◆ What is expected
Scan the entries below and extract each line with the word "jersey" in it.

◆ Annotated photo localization data
=====

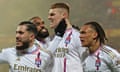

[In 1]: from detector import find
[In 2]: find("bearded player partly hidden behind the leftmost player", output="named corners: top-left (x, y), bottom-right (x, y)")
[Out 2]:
top-left (30, 16), bottom-right (51, 48)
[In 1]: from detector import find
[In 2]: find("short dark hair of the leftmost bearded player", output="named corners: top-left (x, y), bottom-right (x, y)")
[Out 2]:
top-left (19, 21), bottom-right (38, 36)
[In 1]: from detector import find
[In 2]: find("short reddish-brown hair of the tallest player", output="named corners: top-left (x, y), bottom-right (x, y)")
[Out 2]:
top-left (50, 3), bottom-right (70, 13)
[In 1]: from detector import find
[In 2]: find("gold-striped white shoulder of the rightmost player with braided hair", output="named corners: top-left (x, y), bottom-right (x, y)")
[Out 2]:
top-left (101, 45), bottom-right (117, 59)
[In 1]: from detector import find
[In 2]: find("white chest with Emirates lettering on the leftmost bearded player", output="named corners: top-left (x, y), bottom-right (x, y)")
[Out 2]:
top-left (9, 54), bottom-right (44, 72)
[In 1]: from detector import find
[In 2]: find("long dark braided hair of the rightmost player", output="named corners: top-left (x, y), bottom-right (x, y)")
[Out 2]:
top-left (84, 21), bottom-right (108, 44)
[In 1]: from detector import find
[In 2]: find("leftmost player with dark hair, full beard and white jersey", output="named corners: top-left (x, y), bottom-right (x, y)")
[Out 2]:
top-left (0, 21), bottom-right (66, 72)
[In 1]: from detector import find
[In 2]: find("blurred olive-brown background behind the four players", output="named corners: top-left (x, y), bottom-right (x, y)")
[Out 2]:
top-left (0, 0), bottom-right (120, 72)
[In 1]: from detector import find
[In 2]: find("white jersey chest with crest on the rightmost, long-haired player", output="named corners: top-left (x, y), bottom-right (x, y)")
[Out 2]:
top-left (83, 55), bottom-right (110, 72)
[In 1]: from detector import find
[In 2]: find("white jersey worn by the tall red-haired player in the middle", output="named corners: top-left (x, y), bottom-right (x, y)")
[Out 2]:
top-left (49, 28), bottom-right (83, 72)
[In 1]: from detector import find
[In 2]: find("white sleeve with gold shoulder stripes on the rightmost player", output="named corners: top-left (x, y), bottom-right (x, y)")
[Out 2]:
top-left (103, 46), bottom-right (120, 72)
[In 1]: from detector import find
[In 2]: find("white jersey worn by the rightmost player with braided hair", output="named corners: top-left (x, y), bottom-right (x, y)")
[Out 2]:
top-left (83, 45), bottom-right (120, 72)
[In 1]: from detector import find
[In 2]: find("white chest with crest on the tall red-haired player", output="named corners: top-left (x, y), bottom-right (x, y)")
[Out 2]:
top-left (54, 31), bottom-right (80, 58)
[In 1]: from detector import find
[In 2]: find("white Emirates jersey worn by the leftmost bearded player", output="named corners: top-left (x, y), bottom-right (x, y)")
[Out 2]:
top-left (0, 37), bottom-right (61, 72)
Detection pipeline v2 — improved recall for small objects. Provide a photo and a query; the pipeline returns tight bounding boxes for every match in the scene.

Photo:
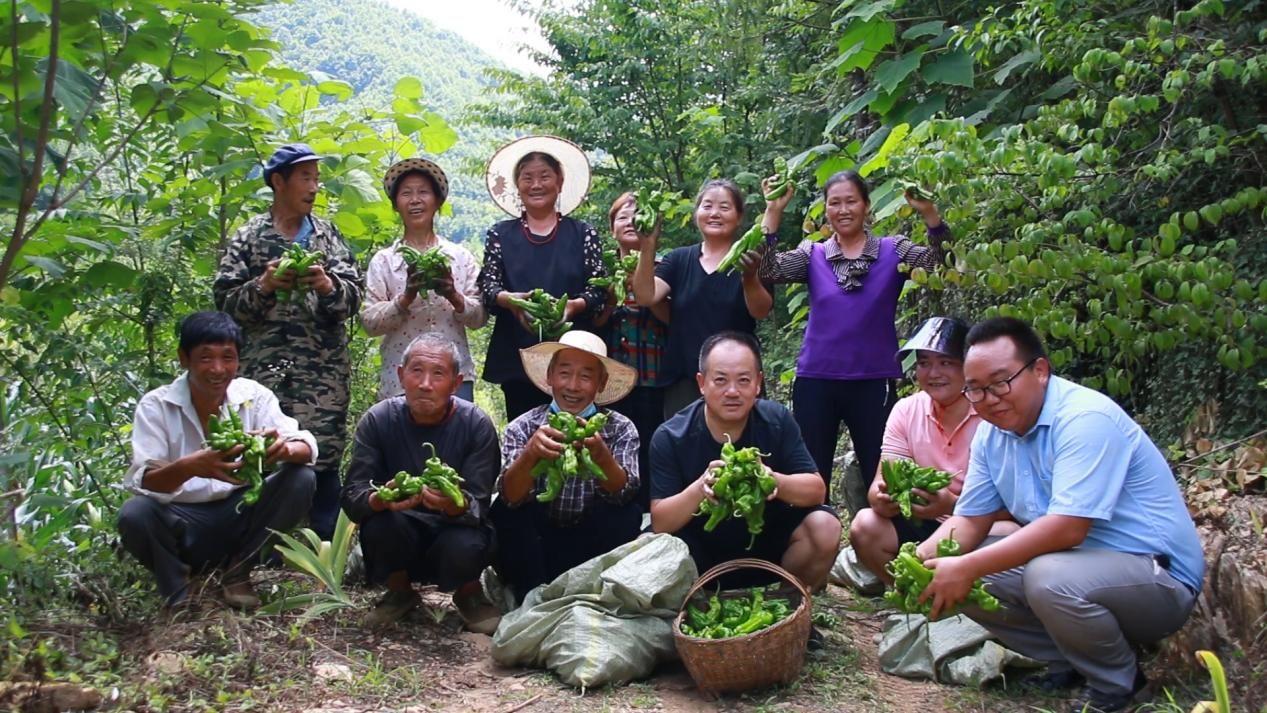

=====

◆ Response area
[In 2]: find("leftmost player with dark hair, full beard and white jersey", output="named corners: top-left (x, y), bottom-right (x, y)")
[In 2]: find("white jersey chest with crest on the rightmost, long-haired player", output="named corners: top-left (x, y), bottom-right (x, y)")
[In 2]: find("white jersey worn by the tall red-haired player in the middle", output="named corners: top-left (x, y), bottom-right (x, y)")
[In 2]: find("white jersey worn by the rightmost player with braided hair", output="named corners: top-left (x, y), bottom-right (x, y)")
[In 2]: find("white Emirates jersey worn by the leftmost bearded player", output="named corners: top-left (x, y), bottom-right (x, y)")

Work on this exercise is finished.